--- start INPUT MATERIAL ---

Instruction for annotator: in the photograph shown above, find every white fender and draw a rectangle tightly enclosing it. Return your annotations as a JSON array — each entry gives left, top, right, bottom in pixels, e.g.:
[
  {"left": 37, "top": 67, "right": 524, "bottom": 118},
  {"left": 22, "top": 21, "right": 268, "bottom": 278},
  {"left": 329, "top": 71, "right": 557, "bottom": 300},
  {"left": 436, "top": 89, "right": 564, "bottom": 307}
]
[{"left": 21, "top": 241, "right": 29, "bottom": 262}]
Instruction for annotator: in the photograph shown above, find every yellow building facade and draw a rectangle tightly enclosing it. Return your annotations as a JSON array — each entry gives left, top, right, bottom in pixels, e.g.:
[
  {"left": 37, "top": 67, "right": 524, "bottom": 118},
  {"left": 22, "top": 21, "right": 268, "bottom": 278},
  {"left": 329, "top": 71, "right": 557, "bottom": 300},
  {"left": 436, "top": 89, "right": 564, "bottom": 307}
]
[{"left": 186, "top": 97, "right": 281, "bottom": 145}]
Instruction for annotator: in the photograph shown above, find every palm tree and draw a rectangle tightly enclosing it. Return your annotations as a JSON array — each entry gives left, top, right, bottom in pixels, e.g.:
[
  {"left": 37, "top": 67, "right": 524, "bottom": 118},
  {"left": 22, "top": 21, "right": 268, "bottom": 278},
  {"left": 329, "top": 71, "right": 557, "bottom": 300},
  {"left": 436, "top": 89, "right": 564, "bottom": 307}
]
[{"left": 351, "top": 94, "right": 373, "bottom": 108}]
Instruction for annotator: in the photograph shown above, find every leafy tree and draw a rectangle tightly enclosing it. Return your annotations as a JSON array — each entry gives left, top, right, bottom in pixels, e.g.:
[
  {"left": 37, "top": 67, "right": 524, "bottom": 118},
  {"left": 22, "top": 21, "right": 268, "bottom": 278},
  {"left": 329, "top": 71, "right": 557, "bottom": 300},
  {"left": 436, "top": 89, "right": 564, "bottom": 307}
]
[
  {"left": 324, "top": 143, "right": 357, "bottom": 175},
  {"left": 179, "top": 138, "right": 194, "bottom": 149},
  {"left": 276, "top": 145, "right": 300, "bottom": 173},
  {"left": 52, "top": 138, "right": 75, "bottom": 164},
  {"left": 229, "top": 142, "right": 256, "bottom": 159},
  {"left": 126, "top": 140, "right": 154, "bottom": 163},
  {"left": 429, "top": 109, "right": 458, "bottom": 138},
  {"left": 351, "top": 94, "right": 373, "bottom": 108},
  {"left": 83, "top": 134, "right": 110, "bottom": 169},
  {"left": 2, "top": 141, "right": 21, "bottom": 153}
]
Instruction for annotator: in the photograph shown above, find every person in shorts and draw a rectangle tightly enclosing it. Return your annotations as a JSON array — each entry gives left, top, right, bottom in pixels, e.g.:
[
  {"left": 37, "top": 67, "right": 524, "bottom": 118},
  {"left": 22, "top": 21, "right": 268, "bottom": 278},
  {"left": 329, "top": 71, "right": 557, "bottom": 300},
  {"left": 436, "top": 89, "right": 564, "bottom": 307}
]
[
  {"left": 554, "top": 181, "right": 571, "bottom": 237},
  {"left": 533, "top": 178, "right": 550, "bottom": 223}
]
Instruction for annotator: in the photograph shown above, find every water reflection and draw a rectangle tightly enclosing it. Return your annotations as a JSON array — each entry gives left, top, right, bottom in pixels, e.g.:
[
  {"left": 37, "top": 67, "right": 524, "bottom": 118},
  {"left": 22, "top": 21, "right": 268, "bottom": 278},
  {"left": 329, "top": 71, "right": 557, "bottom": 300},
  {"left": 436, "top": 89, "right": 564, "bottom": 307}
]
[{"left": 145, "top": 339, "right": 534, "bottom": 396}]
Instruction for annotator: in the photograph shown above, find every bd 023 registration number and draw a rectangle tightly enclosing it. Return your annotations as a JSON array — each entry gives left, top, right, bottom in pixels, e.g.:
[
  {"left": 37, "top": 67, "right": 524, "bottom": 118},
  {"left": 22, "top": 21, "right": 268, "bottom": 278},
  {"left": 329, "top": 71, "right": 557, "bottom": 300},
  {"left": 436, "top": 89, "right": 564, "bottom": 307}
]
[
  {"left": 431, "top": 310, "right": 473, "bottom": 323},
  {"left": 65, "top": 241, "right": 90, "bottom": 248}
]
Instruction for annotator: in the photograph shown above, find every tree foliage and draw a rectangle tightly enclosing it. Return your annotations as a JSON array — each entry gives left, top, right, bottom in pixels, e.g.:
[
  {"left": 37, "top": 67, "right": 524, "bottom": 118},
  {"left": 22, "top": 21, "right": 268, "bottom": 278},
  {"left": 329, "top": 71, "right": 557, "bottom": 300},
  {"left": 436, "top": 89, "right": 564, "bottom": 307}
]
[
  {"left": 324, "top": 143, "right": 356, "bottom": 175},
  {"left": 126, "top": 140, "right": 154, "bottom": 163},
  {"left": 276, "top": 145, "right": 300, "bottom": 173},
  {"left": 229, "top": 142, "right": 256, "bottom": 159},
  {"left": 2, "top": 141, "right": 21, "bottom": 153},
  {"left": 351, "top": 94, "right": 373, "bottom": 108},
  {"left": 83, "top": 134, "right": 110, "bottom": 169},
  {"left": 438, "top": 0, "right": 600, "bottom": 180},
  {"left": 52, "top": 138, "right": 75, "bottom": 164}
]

--- end INPUT MATERIAL ---

Copy each entry exactly, with nothing added or dropped.

◆ **COMPLETED EXERCISE**:
Instruction for annotator: in the photograph shown above, find every white fender and draw a rectangle tightly enclosing it. Return your annotations as a JSON array — each entry gives left, top, right, bottom in pixels, e.g.:
[
  {"left": 37, "top": 67, "right": 524, "bottom": 118},
  {"left": 22, "top": 21, "right": 268, "bottom": 278},
  {"left": 329, "top": 71, "right": 557, "bottom": 300},
  {"left": 436, "top": 89, "right": 564, "bottom": 307}
]
[{"left": 21, "top": 241, "right": 29, "bottom": 262}]
Instruction for annotator: in the photograph shown above, find every yellow building facade and draw a rectangle tightly enclosing it. Return your annotations as a JSON array — each entry gives left, top, right, bottom in pixels, e.g.:
[
  {"left": 37, "top": 67, "right": 524, "bottom": 118},
  {"left": 22, "top": 21, "right": 268, "bottom": 278},
  {"left": 329, "top": 71, "right": 557, "bottom": 300},
  {"left": 436, "top": 89, "right": 564, "bottom": 307}
]
[{"left": 186, "top": 97, "right": 281, "bottom": 145}]
Instruction for annotator: in the photograph shown above, find every palm tree and draw a rectangle tightly enclosing it. Return your annotations as a JSON array — each entry gives left, top, right, bottom in pixels, e.g.:
[
  {"left": 37, "top": 67, "right": 524, "bottom": 118},
  {"left": 22, "top": 21, "right": 268, "bottom": 278},
  {"left": 329, "top": 71, "right": 557, "bottom": 300},
  {"left": 436, "top": 89, "right": 564, "bottom": 307}
]
[{"left": 351, "top": 94, "right": 373, "bottom": 108}]
Instruction for annotator: in the photograph shown above, find every leafy tree and draw a rectangle tightly enclosing it. Return your annotations as a JSON array — each entry gives left, top, right, bottom in pixels, e.g.:
[
  {"left": 37, "top": 67, "right": 524, "bottom": 118},
  {"left": 22, "top": 21, "right": 268, "bottom": 278},
  {"left": 329, "top": 71, "right": 557, "bottom": 300},
  {"left": 436, "top": 89, "right": 564, "bottom": 307}
]
[
  {"left": 324, "top": 143, "right": 357, "bottom": 175},
  {"left": 179, "top": 138, "right": 194, "bottom": 149},
  {"left": 276, "top": 145, "right": 300, "bottom": 173},
  {"left": 52, "top": 138, "right": 75, "bottom": 164},
  {"left": 229, "top": 142, "right": 256, "bottom": 159},
  {"left": 126, "top": 140, "right": 154, "bottom": 163},
  {"left": 429, "top": 109, "right": 458, "bottom": 138},
  {"left": 351, "top": 94, "right": 373, "bottom": 108},
  {"left": 83, "top": 134, "right": 110, "bottom": 169},
  {"left": 2, "top": 141, "right": 21, "bottom": 153}
]
Instruction for annotator: in the photograph shown above, find every person in shorts and draw a rectangle tightly enclosing it. Return your annotations as a JSON array — each entry gives left, top, right, bottom in pixels, e.g.:
[
  {"left": 37, "top": 67, "right": 524, "bottom": 118},
  {"left": 22, "top": 21, "right": 268, "bottom": 278},
  {"left": 329, "top": 71, "right": 557, "bottom": 300},
  {"left": 436, "top": 89, "right": 564, "bottom": 307}
]
[
  {"left": 554, "top": 181, "right": 571, "bottom": 237},
  {"left": 533, "top": 178, "right": 550, "bottom": 223}
]
Instruction for annotator: in the photograph shown above, find every water reflection and draw a rectangle tightly enclosing it. Return your annotations as a JSON array — each entry gives left, top, right, bottom in pixels, e.g.:
[
  {"left": 37, "top": 67, "right": 524, "bottom": 118},
  {"left": 22, "top": 21, "right": 268, "bottom": 278},
  {"left": 329, "top": 71, "right": 557, "bottom": 300},
  {"left": 436, "top": 89, "right": 564, "bottom": 307}
]
[{"left": 145, "top": 339, "right": 534, "bottom": 396}]
Instruction for annotator: in the photograph shown above, find every bd 023 registration number and draw a rectangle tightly enclosing it. Return your annotations as a JSON array — each entry gives left, top, right, bottom in pixels, e.g.:
[
  {"left": 37, "top": 67, "right": 524, "bottom": 118},
  {"left": 22, "top": 21, "right": 268, "bottom": 278},
  {"left": 329, "top": 71, "right": 557, "bottom": 300},
  {"left": 436, "top": 89, "right": 564, "bottom": 307}
]
[
  {"left": 431, "top": 310, "right": 473, "bottom": 323},
  {"left": 65, "top": 241, "right": 90, "bottom": 248}
]
Instruction for annotator: in the photograph shown above, find every tree foliage and draw a rectangle tightly enclosing it. Return your annotations as a JSON array — each entry gives left, top, right, bottom in pixels, e.g.:
[
  {"left": 37, "top": 67, "right": 524, "bottom": 118},
  {"left": 22, "top": 21, "right": 268, "bottom": 278},
  {"left": 329, "top": 71, "right": 557, "bottom": 300},
  {"left": 436, "top": 89, "right": 564, "bottom": 307}
]
[
  {"left": 324, "top": 143, "right": 356, "bottom": 175},
  {"left": 126, "top": 140, "right": 154, "bottom": 163},
  {"left": 276, "top": 145, "right": 300, "bottom": 173},
  {"left": 229, "top": 142, "right": 256, "bottom": 159},
  {"left": 2, "top": 141, "right": 21, "bottom": 153},
  {"left": 351, "top": 94, "right": 373, "bottom": 108},
  {"left": 83, "top": 134, "right": 110, "bottom": 169},
  {"left": 438, "top": 0, "right": 600, "bottom": 180},
  {"left": 52, "top": 138, "right": 75, "bottom": 164}
]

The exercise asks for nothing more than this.